Write out the material below line by line, keeping every character unchanged.

Records supplied
>> START

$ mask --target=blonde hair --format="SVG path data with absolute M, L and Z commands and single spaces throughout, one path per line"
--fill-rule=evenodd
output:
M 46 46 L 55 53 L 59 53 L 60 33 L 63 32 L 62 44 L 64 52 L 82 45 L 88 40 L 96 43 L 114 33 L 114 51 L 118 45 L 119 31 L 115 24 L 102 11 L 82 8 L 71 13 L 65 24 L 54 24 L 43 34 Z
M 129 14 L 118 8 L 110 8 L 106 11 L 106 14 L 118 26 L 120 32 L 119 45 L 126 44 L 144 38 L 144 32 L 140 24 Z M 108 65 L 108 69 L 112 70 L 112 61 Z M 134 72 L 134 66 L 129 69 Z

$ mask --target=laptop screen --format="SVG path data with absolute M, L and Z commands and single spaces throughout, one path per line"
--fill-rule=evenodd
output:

>> END

Full solution
$ mask --target=blonde hair --format="SVG path data with absolute M, L and Z commands and single spaces throughout, one path per line"
--fill-rule=evenodd
output:
M 46 46 L 55 53 L 59 53 L 60 33 L 63 32 L 62 44 L 64 52 L 82 45 L 88 40 L 96 43 L 114 33 L 114 51 L 118 45 L 119 31 L 115 24 L 102 11 L 82 8 L 71 13 L 65 24 L 54 24 L 43 34 Z
M 129 14 L 118 8 L 110 8 L 106 11 L 106 14 L 118 26 L 120 32 L 119 45 L 126 44 L 144 38 L 144 32 L 140 24 Z M 108 65 L 108 69 L 112 70 L 112 61 Z M 134 72 L 134 66 L 129 69 Z

$ mask --target=laptop screen --format="SVG path data with absolute M, L and Z commands and single spaces throughout, one path per line"
--fill-rule=evenodd
output:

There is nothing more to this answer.